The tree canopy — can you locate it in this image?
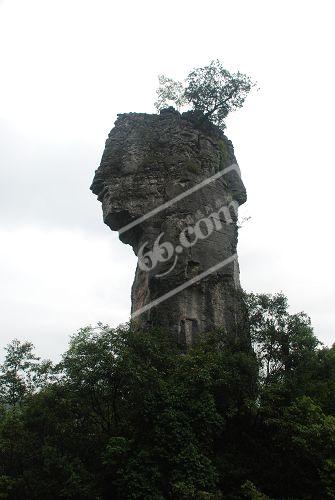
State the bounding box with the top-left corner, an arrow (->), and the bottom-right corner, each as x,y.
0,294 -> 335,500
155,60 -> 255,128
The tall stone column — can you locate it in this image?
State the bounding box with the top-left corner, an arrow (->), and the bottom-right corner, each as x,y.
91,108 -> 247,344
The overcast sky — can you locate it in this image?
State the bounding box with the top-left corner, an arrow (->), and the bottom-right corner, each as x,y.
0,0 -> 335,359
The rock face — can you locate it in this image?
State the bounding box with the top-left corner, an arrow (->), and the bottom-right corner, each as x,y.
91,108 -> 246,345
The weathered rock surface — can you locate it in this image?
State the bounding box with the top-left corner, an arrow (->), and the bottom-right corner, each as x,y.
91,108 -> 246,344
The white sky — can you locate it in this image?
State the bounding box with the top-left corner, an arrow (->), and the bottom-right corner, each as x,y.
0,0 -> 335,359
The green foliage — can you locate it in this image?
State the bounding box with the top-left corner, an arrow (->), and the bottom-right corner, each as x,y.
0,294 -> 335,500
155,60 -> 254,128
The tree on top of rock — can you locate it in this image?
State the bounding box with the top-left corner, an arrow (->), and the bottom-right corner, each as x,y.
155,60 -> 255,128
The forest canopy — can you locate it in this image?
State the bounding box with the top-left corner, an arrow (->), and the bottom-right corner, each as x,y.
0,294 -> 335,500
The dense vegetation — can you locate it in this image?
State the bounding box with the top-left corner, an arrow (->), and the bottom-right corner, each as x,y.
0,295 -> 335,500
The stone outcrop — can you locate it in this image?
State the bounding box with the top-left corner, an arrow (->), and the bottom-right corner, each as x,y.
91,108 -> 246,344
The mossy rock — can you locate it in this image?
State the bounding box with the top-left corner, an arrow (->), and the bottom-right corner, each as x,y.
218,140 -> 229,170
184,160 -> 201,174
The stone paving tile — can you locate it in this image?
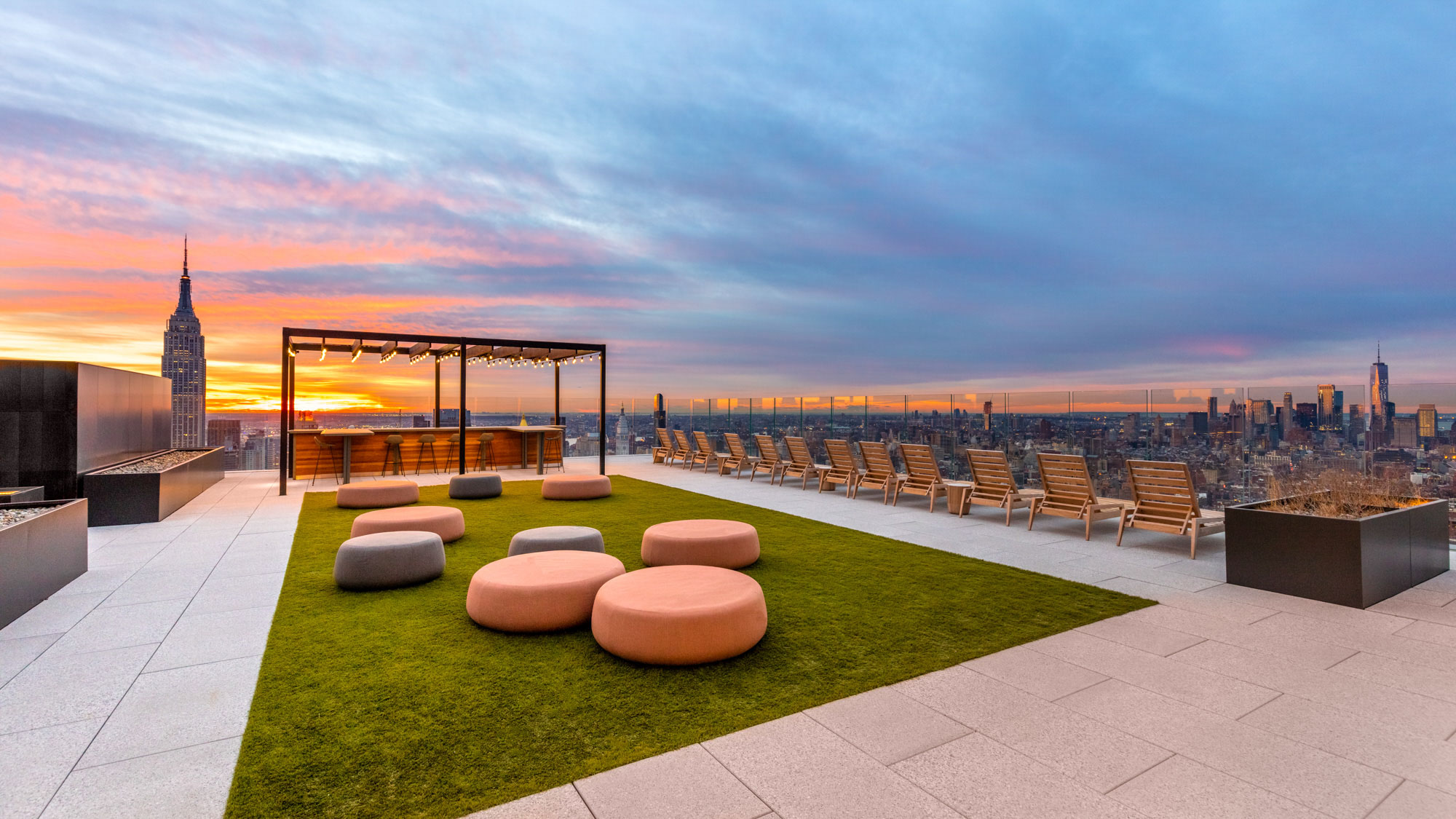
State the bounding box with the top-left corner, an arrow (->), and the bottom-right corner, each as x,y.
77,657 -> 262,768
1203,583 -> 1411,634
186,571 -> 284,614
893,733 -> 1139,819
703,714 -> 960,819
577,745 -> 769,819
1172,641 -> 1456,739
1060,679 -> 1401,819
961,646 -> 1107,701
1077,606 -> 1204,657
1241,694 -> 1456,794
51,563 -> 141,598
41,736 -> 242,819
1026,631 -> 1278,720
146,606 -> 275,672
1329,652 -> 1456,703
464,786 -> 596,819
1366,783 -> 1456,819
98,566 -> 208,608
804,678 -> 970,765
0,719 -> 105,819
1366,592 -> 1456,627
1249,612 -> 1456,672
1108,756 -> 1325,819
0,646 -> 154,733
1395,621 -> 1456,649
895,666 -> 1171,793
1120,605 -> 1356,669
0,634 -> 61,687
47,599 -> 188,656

^^^^^^^^

# The exercise:
Can you lay out all of the material above as a numbered list, one line to each number, with blank lines and the pictures left out?

# The answer:
1. The tree canopy — can you locate it in this image?
2. State the bounding box with the top-left corner, an arrow (->), and the bottom-right corner, each as x,y.
3. 0,294 -> 335,500
4. 155,60 -> 255,128
5. The tall stone column — can you locate it in this image?
6. State the bounding box with the top-left corner, an arrow (->), and the bottom-right corner, each as x,y.
7. 91,108 -> 247,344
8. The overcast sky — can you locate it in this image?
9. State the bounding box with the top-left corner, an arrow (->), and the bottom-right corner, each as x,y.
10. 0,0 -> 335,359
11. The rock face — can you locate it in this image?
12. State the bounding box with the top-left corner, an arrow (->), and the bottom-right corner, each as x,y.
13. 91,108 -> 246,345
14. The weathered rock surface — can you locate it in this image?
15. State the bounding box with the top-left corner, an arrow (->), and the bottom-right corner, each as x,y.
16. 91,108 -> 246,344
17. The white sky — can you locate it in this image?
18. State the bounding box with the top-left corner, an arrow (->), and the bottom-right corner, each as x,y.
19. 0,0 -> 335,359
20. The green foliage — can you locate it in this image?
21. State the bounding box with the top-left corner, an arrow (->), and the bottom-right corner, each as x,y.
22. 0,294 -> 335,500
23. 155,60 -> 254,128
24. The tree on top of rock — can you locate it in this image?
25. State the bounding box with the top-left corner, an arrow (->), and the bottom-right corner, each as x,y.
26. 155,60 -> 255,128
27. The forest canopy — can you locate it in this image?
28. State the bounding box with the top-left corner, an arrow (->), and the bottom-right corner, each as x,y.
29. 0,294 -> 335,500
30. The dense vegetation — can you locate it in this image?
31. State the bounding box with the top-left corner, an arrow (->), and the bottom-right corner, each as x,y.
32. 0,295 -> 335,500
33. The stone outcrop — can you locate it in this image?
34. State the bounding box with the top-left corner, an arrow (->), and the bottom-right corner, each as x,y.
35. 91,108 -> 246,344
36. The mossy rock — can you locate it in this image?
37. State the bounding box with the top-left corner, an arrow (->), and the bottom-right corner, each as x,y.
38. 218,140 -> 229,170
39. 184,160 -> 201,174
40. The stone paving tile — can you locate it in this image?
41. State the bounding box with the top-left corner, an arrow (->), and the bottom-right corner, each as x,y.
42. 77,657 -> 262,768
43. 1203,583 -> 1411,634
44. 186,571 -> 284,614
45. 893,733 -> 1139,819
46. 703,714 -> 960,819
47. 577,745 -> 769,819
48. 1172,641 -> 1456,739
49. 1060,679 -> 1401,819
50. 961,646 -> 1107,701
51. 1077,606 -> 1204,657
52. 1241,694 -> 1456,794
53. 51,563 -> 141,598
54. 41,736 -> 242,819
55. 1026,631 -> 1278,720
56. 146,606 -> 275,672
57. 1329,652 -> 1456,703
58. 464,786 -> 596,819
59. 1366,783 -> 1456,819
60. 98,566 -> 208,608
61. 804,678 -> 970,765
62. 0,719 -> 105,819
63. 1366,592 -> 1456,627
64. 1249,612 -> 1456,672
65. 1108,756 -> 1325,819
66. 0,646 -> 154,733
67. 1395,621 -> 1456,649
68. 895,666 -> 1171,793
69. 1120,605 -> 1356,669
70. 0,634 -> 61,687
71. 47,599 -> 188,656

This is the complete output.